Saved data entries
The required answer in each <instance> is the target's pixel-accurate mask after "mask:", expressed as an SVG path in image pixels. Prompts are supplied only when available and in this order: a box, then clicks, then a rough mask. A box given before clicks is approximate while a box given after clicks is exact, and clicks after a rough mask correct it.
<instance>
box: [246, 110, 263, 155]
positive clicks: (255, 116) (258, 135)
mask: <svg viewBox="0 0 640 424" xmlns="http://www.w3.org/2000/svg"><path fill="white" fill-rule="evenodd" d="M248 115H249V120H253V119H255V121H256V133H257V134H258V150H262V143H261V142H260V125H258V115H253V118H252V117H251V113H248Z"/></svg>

**Exercise aim**
From the first line of the entries above to the line with "box: [246, 110, 263, 155]", please return every line exactly, keeping both ends.

**Answer section**
The required answer in each <instance> is the target's pixel-accurate mask after "mask:", expressed as an SVG path in image pixels. Prompts are supplied only when available and in this order: a box, then clicks, then a rough mask. A box given before clicks is approximate while a box given after clicks is exact, and clicks after a rough mask correct it.
<instance>
box: [246, 110, 263, 155]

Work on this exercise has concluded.